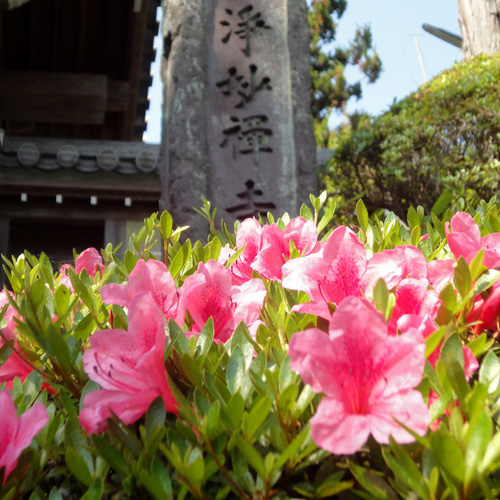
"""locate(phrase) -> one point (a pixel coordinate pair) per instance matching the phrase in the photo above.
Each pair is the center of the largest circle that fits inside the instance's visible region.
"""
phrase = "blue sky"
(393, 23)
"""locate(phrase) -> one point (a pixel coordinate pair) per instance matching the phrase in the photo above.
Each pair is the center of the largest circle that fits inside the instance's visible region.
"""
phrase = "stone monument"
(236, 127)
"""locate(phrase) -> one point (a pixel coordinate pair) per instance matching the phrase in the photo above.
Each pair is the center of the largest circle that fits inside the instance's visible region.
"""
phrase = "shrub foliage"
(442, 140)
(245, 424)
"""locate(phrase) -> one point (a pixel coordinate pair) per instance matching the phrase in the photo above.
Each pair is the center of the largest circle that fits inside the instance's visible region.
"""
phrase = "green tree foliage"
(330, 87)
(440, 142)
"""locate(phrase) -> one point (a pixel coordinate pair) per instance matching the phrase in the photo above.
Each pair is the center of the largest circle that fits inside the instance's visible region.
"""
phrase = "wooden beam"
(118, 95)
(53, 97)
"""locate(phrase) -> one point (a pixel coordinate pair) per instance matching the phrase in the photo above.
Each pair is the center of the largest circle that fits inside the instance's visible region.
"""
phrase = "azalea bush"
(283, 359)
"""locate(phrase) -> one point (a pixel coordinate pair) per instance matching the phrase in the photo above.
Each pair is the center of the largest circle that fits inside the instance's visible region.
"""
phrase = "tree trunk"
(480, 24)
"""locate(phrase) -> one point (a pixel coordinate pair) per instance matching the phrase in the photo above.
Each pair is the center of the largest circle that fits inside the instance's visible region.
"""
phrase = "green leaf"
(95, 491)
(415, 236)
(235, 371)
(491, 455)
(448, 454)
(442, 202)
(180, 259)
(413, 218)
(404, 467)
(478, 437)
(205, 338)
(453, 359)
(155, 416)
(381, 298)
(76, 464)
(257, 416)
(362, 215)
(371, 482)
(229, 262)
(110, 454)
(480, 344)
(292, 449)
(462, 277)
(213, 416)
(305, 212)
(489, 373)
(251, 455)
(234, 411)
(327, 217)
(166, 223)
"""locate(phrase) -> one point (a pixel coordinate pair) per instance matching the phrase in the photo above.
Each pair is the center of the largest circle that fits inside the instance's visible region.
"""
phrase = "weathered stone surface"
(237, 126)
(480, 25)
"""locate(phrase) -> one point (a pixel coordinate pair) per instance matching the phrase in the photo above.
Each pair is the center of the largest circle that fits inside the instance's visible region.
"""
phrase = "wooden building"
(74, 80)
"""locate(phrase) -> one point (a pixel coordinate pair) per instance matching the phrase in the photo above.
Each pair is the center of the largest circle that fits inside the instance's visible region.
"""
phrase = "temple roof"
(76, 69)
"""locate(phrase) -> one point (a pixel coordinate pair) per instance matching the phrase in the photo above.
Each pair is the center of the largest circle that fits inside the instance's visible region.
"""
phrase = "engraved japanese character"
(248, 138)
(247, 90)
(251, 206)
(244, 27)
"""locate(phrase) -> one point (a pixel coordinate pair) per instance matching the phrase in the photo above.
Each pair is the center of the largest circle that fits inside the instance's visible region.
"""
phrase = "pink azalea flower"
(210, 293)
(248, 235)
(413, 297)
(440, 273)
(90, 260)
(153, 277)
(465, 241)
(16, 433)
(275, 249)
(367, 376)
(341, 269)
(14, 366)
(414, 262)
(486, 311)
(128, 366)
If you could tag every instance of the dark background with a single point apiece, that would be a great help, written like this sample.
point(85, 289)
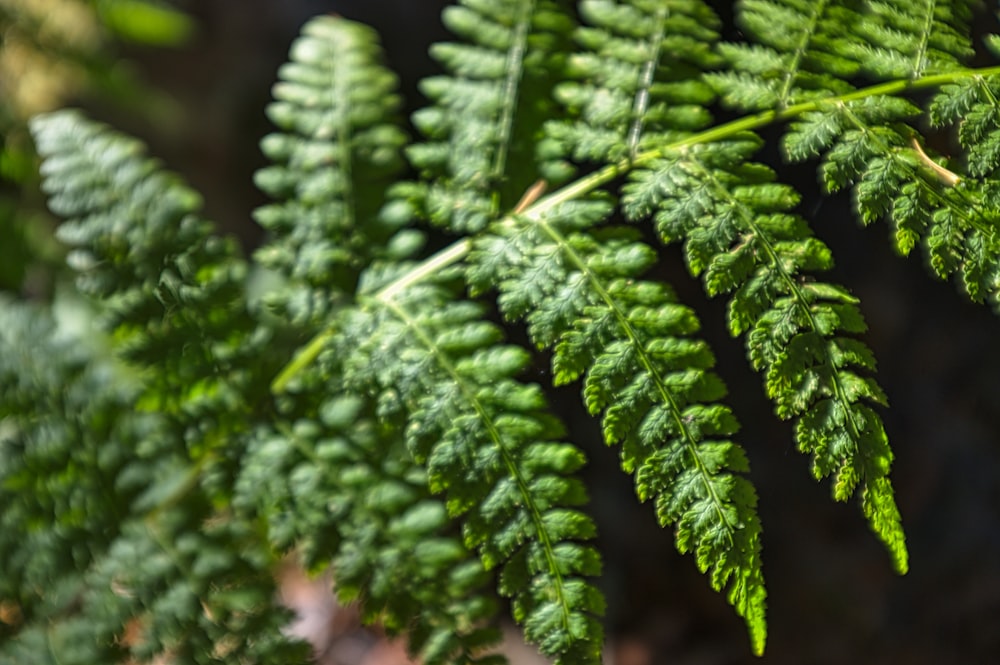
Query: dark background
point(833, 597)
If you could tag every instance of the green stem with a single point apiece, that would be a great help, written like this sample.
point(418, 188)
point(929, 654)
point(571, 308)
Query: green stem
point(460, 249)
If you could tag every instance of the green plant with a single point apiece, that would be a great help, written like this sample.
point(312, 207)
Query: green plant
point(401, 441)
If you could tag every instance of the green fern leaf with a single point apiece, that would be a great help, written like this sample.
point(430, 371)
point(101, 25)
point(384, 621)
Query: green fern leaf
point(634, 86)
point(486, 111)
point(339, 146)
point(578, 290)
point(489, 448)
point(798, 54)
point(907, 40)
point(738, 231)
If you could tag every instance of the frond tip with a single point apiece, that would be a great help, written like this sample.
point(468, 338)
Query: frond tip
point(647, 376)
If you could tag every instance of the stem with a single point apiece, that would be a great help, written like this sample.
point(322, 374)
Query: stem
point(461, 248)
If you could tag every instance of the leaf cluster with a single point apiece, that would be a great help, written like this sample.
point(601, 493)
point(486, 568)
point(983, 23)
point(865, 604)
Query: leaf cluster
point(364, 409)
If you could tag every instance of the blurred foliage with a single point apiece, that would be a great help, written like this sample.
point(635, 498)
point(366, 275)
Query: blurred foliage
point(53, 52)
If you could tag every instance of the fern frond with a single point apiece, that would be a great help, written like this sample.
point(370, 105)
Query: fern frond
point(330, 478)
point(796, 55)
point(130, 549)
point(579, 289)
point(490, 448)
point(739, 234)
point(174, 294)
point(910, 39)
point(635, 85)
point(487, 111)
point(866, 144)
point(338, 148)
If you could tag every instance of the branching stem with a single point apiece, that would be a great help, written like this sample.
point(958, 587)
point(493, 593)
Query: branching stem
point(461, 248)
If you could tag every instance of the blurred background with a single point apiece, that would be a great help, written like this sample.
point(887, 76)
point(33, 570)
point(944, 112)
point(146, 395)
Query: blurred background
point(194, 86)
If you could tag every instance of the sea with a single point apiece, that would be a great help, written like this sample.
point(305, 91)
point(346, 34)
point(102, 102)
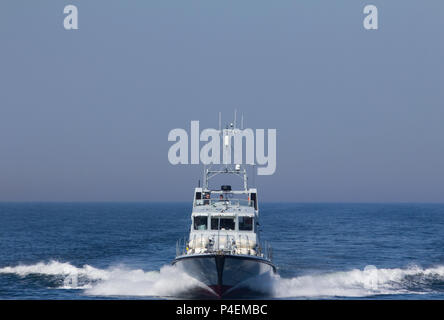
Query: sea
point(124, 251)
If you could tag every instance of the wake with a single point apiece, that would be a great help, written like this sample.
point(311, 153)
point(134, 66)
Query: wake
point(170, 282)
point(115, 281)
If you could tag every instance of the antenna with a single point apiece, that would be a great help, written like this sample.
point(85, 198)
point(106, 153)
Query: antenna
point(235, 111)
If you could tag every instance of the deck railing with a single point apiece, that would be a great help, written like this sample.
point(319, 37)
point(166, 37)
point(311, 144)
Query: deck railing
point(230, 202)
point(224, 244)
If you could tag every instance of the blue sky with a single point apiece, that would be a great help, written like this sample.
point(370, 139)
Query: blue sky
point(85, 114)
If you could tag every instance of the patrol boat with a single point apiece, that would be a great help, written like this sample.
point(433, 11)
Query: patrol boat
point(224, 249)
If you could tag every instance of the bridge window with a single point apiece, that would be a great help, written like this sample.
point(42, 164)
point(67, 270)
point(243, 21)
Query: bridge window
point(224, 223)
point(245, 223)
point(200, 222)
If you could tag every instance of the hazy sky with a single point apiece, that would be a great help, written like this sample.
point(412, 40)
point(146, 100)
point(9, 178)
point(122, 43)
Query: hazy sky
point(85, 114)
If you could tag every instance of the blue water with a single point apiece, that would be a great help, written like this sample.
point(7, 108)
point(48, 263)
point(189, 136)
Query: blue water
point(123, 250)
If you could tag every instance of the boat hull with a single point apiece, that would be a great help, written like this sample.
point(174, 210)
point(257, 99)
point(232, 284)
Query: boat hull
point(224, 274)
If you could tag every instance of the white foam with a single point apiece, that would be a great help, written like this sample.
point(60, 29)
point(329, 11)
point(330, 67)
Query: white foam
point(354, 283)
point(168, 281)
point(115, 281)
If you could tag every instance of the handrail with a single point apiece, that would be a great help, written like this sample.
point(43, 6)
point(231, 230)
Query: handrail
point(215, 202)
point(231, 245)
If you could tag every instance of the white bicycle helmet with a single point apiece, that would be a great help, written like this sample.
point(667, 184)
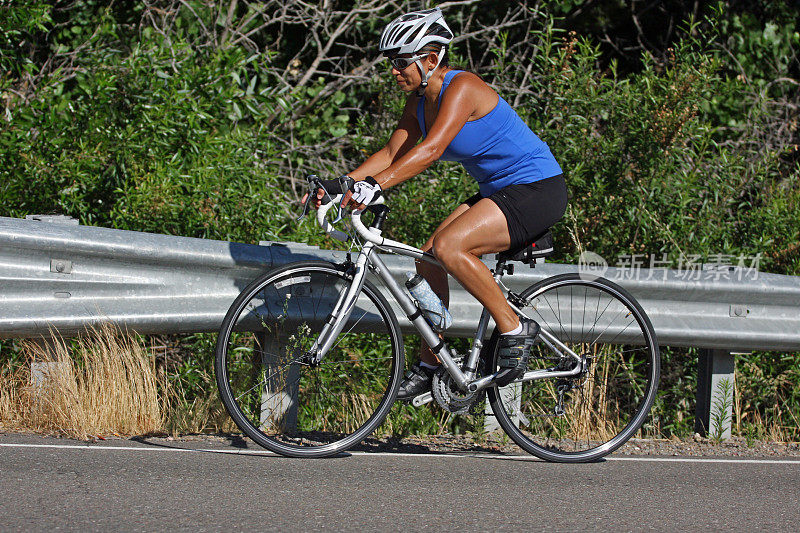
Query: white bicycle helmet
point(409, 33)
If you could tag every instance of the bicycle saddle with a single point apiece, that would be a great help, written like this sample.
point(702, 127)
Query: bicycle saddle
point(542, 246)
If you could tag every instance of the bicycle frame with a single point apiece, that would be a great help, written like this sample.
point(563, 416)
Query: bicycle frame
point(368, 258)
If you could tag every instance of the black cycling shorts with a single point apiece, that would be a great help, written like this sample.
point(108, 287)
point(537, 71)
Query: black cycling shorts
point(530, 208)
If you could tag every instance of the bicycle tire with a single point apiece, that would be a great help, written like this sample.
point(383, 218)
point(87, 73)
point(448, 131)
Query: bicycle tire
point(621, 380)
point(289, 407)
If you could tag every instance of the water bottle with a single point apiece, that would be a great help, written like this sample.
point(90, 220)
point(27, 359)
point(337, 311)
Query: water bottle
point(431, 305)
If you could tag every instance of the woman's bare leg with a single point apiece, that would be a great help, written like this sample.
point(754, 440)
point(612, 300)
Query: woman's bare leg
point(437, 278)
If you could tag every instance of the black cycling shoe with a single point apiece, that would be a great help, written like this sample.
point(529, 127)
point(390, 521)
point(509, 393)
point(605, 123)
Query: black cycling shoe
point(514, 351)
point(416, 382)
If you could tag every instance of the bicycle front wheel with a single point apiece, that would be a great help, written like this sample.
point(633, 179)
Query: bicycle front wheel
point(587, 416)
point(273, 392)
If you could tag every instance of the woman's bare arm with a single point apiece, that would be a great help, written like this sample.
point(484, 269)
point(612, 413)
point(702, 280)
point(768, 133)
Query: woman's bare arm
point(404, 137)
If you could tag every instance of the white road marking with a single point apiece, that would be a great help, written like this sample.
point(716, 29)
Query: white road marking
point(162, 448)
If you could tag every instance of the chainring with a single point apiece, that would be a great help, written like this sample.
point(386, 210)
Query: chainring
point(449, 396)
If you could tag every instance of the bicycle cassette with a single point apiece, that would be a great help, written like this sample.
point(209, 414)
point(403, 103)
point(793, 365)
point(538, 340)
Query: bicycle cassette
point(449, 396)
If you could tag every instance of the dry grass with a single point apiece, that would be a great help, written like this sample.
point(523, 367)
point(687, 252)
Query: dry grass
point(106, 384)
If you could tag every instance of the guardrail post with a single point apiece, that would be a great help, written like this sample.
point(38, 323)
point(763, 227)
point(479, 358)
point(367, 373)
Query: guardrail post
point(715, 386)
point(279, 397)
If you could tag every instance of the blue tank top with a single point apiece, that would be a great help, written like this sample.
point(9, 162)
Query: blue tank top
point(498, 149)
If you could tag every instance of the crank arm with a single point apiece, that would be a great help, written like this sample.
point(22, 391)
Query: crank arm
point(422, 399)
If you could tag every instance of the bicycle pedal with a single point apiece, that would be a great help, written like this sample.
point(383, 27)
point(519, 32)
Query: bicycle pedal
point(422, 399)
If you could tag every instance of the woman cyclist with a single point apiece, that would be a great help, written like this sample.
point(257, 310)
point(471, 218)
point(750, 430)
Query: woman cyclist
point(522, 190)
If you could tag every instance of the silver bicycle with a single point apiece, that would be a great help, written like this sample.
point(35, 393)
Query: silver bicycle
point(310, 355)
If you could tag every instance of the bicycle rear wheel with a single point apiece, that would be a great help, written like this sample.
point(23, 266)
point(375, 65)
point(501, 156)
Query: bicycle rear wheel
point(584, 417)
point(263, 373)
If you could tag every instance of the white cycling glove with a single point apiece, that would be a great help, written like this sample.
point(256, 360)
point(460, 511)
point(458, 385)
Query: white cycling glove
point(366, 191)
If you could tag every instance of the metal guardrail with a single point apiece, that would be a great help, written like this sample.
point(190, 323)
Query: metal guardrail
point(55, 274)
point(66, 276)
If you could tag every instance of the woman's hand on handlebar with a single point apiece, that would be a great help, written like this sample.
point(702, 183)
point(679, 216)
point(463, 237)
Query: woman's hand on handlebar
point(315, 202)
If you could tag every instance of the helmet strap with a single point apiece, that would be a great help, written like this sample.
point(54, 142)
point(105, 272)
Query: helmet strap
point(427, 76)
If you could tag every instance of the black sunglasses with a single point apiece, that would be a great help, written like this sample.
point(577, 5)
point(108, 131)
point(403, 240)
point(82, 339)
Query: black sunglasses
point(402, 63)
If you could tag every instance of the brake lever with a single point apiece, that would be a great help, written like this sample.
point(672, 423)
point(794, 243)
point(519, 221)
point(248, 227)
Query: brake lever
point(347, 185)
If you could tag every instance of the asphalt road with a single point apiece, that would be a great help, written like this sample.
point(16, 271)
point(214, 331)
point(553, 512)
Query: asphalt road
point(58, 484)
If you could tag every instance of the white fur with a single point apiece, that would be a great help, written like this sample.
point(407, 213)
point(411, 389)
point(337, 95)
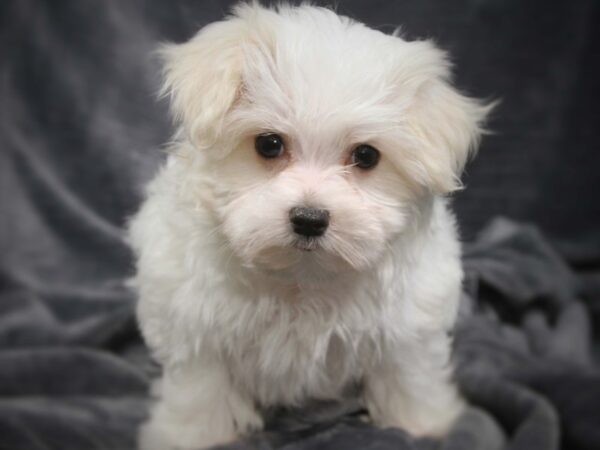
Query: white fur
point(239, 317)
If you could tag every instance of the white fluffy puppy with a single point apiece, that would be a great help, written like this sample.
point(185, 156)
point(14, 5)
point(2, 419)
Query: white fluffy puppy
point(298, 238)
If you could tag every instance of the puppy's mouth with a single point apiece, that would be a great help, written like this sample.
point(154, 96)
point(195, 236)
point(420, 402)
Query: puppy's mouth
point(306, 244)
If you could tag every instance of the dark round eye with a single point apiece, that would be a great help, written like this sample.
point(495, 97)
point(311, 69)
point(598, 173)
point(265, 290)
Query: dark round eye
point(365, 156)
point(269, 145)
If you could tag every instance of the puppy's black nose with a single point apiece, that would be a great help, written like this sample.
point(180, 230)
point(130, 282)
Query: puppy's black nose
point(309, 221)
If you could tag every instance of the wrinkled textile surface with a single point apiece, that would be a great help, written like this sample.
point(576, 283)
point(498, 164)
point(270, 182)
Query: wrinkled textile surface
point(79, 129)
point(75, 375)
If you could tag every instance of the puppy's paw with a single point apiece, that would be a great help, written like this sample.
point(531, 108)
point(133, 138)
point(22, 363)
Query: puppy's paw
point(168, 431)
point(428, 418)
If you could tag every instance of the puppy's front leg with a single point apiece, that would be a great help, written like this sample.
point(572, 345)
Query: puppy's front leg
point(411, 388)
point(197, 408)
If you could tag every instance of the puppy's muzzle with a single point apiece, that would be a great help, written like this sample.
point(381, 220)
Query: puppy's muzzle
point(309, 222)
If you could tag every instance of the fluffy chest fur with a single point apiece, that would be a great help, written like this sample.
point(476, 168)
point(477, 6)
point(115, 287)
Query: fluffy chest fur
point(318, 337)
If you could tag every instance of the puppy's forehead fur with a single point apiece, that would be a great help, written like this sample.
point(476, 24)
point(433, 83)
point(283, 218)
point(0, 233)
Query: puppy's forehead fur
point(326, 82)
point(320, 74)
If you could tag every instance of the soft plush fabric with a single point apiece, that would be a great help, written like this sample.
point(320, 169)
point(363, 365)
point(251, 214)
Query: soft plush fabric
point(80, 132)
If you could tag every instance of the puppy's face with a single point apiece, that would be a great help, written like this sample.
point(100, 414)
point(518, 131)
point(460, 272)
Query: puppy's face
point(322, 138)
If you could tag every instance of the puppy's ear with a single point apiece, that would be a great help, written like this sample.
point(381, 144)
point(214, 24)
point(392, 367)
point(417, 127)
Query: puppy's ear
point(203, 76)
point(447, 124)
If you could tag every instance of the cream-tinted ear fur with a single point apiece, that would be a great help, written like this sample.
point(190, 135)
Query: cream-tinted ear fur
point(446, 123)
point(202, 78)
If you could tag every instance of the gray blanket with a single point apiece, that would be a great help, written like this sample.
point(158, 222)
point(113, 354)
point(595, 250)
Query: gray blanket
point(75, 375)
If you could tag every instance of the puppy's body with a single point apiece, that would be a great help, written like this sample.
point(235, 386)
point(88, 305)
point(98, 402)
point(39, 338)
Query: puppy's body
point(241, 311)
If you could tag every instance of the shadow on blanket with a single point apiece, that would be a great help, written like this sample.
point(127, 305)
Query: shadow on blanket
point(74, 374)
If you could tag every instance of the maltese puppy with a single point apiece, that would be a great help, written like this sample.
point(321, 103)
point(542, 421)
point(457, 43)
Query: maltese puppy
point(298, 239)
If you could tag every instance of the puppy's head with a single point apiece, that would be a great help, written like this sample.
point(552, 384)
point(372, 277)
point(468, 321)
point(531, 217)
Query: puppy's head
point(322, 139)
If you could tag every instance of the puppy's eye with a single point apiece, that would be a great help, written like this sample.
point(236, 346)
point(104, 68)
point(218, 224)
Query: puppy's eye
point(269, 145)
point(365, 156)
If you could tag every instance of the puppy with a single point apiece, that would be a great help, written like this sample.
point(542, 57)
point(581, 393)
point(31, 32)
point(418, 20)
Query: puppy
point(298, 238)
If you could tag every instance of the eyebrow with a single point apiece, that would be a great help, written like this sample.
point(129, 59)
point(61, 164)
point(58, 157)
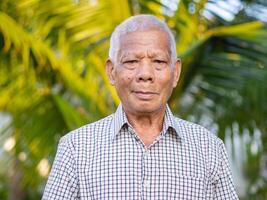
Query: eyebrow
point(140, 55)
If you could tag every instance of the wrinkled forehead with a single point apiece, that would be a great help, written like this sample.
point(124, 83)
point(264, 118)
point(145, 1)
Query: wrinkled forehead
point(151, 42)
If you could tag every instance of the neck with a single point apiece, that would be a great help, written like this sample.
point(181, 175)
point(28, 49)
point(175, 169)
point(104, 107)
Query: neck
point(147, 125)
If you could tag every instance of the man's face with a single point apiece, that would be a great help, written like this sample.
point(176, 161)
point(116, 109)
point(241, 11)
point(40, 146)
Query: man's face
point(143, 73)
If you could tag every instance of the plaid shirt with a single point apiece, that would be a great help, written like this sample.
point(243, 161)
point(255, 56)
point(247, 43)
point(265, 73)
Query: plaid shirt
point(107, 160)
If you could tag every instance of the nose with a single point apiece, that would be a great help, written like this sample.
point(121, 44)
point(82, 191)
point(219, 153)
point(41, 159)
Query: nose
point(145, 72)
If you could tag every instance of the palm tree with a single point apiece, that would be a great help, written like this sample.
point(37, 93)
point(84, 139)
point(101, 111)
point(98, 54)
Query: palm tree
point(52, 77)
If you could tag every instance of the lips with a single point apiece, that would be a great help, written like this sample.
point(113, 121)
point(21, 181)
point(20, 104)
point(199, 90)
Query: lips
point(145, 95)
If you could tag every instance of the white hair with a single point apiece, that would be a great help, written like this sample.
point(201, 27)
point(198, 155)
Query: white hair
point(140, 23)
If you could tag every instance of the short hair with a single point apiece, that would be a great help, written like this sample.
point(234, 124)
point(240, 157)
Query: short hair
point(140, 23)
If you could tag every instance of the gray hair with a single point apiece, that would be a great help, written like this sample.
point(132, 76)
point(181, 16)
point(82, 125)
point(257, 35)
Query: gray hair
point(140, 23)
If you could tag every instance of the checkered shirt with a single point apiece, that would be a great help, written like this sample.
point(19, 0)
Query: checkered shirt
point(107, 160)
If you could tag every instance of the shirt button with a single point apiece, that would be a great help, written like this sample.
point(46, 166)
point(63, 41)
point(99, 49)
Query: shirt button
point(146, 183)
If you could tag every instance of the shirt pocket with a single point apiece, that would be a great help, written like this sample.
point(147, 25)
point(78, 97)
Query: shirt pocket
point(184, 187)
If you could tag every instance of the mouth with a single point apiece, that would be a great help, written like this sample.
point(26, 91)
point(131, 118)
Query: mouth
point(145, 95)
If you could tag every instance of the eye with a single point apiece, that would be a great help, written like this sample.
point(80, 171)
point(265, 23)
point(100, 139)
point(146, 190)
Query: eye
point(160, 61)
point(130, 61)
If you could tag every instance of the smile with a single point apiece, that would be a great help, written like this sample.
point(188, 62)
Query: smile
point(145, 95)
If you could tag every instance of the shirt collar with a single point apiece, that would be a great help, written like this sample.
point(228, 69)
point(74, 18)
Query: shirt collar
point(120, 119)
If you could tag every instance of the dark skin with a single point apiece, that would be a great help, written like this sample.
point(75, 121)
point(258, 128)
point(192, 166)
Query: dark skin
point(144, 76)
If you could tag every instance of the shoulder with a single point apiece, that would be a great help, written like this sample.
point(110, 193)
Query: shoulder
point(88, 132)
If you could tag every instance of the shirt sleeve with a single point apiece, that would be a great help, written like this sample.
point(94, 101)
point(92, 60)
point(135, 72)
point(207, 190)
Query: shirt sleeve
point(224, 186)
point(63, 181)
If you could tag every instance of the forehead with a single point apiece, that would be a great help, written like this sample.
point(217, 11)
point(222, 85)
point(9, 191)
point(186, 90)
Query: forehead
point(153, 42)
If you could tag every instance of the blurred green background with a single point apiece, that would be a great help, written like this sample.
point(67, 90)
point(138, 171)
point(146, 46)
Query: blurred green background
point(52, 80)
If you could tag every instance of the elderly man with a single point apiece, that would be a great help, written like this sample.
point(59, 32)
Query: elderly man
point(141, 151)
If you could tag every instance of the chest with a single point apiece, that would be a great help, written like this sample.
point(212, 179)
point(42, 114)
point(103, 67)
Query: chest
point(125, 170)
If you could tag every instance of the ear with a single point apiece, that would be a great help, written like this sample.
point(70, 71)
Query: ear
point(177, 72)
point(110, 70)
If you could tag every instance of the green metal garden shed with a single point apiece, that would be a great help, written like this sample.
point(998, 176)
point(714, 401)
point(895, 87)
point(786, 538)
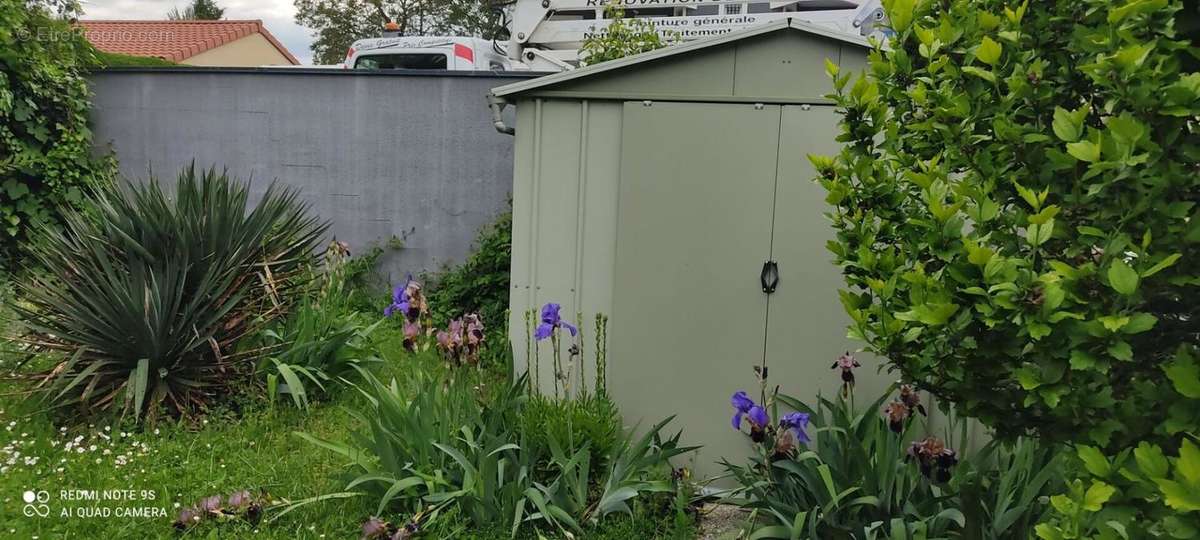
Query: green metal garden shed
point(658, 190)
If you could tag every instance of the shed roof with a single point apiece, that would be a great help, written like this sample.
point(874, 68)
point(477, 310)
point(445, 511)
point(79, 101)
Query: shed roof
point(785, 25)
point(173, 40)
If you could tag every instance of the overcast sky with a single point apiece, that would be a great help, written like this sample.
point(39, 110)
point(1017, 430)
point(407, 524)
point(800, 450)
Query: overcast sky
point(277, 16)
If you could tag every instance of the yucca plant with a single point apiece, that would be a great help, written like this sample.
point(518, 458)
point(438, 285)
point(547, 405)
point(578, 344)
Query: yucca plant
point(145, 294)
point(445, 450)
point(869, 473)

-=-=-=-=-

__What you have to do__: From the records above, transcribe without alteration every line from the one with "If you could tag every instance of the frond" to the one with "point(983, 23)", inclusive.

__Output of the task__:
If you could tag every instance of the frond tip with a single point apiece, that would be a great help, written like this sample.
point(468, 338)
Query: frond tip
point(647, 376)
If you could tag every instance of the stem with a single point apiece, that would be a great help, written like this sample.
point(322, 374)
Query: stem
point(461, 248)
If you could tag every instance of the leaf cluster with a single point apiece, that would be a great help, written like this sample.
point(601, 493)
point(486, 568)
point(983, 23)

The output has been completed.